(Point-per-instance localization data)
----

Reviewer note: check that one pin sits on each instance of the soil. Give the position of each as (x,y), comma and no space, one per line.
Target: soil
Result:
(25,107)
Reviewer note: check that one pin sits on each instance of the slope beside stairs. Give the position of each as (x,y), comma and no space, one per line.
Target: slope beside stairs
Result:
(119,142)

----

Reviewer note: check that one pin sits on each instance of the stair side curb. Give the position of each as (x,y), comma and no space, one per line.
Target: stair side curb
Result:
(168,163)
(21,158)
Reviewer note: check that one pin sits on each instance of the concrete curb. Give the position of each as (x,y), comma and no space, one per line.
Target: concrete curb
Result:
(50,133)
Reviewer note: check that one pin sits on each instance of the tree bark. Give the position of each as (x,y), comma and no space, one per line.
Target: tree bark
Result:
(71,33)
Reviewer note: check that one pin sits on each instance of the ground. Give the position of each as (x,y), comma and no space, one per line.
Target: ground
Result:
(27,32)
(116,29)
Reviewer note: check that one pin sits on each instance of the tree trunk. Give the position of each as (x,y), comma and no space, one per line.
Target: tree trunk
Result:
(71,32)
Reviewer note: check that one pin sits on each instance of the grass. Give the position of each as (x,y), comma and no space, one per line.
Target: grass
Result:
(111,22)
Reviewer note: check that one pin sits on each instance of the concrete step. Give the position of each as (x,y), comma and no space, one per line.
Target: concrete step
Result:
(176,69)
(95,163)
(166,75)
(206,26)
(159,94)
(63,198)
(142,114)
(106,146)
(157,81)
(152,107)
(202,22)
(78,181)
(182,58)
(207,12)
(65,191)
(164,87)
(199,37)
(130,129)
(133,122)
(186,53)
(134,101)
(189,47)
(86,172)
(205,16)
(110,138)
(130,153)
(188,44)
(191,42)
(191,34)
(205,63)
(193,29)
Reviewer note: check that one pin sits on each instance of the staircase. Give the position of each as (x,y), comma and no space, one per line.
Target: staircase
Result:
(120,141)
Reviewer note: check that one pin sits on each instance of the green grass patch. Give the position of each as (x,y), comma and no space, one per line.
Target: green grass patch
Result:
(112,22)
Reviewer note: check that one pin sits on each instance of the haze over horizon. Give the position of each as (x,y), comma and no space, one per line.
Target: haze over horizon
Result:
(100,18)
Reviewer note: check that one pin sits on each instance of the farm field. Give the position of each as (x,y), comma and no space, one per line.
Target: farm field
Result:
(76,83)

----

**What the task asks**.
Go through the data above and copy each line that holds the word "haze".

**Task output**.
Reviewer note: check that one pin sits on each instance of the haze over horizon. Give the position of each as (x,y), comma and no space, one per line.
Target: haze over horizon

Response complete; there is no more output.